Skip to content

POST /v1/audio/transcriptions

Transcribe an audio file to text using Whisper Large v3.

Request

POST https://api.chris.hellotopia.io/v1/audio/transcriptions
Authorization: Bearer <api_key>
Content-Type: multipart/form-data
Form field Type Notes
file binary Audio file. mp3, mp4, mpeg, mpga, m4a, wav, webm, aiff, flac, ogg.
model string whisper-large-v3
language string (optional) ISO-639-1 code (e.g. en). Auto-detected if omitted.
prompt string (optional) Priming text to bias transcription (names, jargon).
temperature number (optional) 0–1. Default 0.
response_format string (optional) json (default), text, srt, verbose_json, vtt.

Example

curl https://api.chris.hellotopia.io/v1/audio/transcriptions \
  -H "Authorization: Bearer $OPENAI_API_KEY" \
  -F "file=@meeting.m4a" \
  -F "model=whisper-large-v3" \
  -F "language=en"
from openai import OpenAI
client = OpenAI(base_url="https://api.chris.hellotopia.io/v1", api_key="sk-...")

with open("meeting.m4a", "rb") as f:
    resp = client.audio.transcriptions.create(
        file=f,
        model="whisper-large-v3",
        language="en",
    )
print(resp.text)

Response (JSON)

{"text": "Okay so today we're going to..."}

Response (verbose_json)

Returns per-segment timestamps and confidence:

{
  "task": "transcribe",
  "language": "en",
  "duration": 312.48,
  "text": "Okay so today...",
  "segments": [
    {
      "id": 0,
      "seek": 0,
      "start": 0.0,
      "end": 4.72,
      "text": " Okay so today we're going to talk about...",
      "tokens": [50364, 1033, 370, ...],
      "temperature": 0.0,
      "avg_logprob": -0.31,
      "compression_ratio": 1.45,
      "no_speech_prob": 0.02
    }
  ]
}

Notes

  • GPU-accelerated (CUDA) — 1-hour audio typically transcribes in under a minute.
  • Single-stream service. Concurrent requests queue serially — plan for it in batch workloads.
  • Maximum file size: ~1 GB. Split longer recordings.
  • No live/streaming transcription yet — post-hoc only.

■ Task requirements:
**A)** Reproduce the passage of the transcription API reference starting with "POST /v1/audio/transcriptions" and going on through "aiff, flac, ogg.".
**B)** List every form field that the transcription API reference documents for the request.
None of the rows below play any part in this; leave them aside.

■ The data:
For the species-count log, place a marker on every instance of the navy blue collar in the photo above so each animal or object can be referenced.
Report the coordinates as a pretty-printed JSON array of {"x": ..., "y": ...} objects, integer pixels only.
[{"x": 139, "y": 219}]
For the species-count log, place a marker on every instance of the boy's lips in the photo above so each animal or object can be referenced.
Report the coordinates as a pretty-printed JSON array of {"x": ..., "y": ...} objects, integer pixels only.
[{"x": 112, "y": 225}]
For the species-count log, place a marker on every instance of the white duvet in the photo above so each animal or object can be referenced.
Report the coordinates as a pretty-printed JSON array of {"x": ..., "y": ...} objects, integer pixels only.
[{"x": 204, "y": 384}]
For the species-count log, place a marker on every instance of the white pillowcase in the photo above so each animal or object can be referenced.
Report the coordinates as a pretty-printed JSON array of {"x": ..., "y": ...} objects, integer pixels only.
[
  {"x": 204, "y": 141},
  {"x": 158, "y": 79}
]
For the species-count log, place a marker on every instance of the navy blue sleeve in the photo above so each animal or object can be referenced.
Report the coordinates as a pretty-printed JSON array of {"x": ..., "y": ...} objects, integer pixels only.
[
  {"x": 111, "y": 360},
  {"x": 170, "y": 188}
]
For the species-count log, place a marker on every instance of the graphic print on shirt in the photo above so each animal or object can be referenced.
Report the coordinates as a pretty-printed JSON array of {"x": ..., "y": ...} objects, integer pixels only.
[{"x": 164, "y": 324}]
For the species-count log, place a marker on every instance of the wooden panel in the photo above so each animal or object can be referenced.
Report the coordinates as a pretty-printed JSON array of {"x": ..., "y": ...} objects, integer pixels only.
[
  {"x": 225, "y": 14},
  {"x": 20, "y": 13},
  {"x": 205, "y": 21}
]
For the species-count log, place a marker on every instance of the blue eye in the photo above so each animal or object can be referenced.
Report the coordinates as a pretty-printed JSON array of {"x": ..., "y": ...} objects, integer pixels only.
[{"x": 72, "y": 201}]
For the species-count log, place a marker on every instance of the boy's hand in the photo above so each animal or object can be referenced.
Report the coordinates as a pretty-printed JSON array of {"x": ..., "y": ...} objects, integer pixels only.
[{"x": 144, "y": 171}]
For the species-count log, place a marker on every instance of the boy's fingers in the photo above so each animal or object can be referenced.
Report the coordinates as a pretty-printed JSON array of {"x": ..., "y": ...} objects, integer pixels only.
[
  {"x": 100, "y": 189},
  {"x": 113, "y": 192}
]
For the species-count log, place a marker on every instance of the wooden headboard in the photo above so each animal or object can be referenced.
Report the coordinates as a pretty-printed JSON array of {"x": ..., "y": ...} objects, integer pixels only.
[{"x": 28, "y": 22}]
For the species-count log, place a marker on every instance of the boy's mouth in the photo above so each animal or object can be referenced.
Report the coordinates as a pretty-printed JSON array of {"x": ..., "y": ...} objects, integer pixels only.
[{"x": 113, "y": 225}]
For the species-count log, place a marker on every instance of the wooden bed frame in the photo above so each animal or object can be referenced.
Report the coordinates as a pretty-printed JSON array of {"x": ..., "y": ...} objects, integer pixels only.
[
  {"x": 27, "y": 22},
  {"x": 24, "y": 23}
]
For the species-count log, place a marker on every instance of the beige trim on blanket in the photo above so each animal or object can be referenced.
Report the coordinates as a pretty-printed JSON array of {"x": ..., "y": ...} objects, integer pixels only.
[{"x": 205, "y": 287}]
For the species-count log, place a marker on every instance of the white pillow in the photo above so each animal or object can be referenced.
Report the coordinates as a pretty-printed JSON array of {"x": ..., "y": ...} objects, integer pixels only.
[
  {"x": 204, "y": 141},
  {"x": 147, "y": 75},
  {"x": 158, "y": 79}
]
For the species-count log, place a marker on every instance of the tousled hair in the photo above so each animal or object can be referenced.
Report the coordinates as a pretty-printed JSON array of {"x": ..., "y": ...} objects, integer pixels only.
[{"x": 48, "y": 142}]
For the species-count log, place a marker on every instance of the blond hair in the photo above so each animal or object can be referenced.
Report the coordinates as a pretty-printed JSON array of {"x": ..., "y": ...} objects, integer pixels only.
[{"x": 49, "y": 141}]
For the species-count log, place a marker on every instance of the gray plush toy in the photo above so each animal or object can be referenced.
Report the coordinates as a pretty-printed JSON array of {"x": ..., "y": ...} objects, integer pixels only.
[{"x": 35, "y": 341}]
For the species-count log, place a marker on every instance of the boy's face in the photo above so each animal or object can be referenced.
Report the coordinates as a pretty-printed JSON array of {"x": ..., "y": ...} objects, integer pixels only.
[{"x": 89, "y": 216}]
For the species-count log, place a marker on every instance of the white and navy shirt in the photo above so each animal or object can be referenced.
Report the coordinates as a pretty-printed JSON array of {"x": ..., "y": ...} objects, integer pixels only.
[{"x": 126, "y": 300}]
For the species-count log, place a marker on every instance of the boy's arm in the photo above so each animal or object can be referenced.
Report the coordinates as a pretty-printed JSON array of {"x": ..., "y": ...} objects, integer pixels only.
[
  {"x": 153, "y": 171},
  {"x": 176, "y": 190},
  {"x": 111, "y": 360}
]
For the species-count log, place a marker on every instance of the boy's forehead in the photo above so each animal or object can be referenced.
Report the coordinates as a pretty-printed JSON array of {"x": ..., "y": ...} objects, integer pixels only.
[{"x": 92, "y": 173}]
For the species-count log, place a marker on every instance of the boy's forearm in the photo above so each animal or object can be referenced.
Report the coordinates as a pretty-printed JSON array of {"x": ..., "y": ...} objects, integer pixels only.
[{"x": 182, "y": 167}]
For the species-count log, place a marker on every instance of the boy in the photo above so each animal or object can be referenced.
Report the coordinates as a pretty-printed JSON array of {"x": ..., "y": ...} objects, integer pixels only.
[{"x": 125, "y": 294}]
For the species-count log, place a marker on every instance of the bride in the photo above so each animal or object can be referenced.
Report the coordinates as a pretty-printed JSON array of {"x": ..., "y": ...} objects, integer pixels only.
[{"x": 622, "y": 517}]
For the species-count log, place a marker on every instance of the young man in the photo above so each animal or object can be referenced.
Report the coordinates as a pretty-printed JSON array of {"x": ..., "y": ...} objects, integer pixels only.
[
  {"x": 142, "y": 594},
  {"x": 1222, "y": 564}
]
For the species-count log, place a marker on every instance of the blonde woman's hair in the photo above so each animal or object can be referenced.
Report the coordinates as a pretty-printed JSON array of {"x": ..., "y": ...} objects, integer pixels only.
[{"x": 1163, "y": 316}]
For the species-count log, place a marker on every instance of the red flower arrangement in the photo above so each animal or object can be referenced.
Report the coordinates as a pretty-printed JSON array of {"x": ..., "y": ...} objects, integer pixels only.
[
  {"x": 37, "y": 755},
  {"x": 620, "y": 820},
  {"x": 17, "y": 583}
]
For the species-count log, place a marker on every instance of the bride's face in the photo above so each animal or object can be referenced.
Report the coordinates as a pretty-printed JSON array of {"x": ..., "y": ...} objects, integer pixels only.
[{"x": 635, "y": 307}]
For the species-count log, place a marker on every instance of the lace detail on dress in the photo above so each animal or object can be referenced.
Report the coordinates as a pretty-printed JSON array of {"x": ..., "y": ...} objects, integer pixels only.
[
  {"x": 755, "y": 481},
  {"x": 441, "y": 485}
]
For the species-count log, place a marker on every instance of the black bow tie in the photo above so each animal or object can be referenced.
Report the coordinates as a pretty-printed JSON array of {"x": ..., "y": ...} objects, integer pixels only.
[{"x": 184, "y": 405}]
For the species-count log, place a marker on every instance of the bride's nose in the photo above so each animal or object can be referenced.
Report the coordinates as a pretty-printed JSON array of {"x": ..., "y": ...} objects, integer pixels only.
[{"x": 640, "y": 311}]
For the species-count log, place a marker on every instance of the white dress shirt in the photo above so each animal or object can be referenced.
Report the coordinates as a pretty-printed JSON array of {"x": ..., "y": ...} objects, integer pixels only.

■ Task-by-task results:
**A)**
POST /v1/audio/transcriptions

Transcribe an audio file to text using Whisper Large v3.

Request

POST https://api.chris.hellotopia.io/v1/audio/transcriptions
Authorization: Bearer <api_key>
Content-Type: multipart/form-data
Form field Type Notes
file binary Audio file. mp3, mp4, mpeg, mpga, m4a, wav, webm, aiff, flac, ogg.

**B)** file, model, language, prompt, temperature, response_format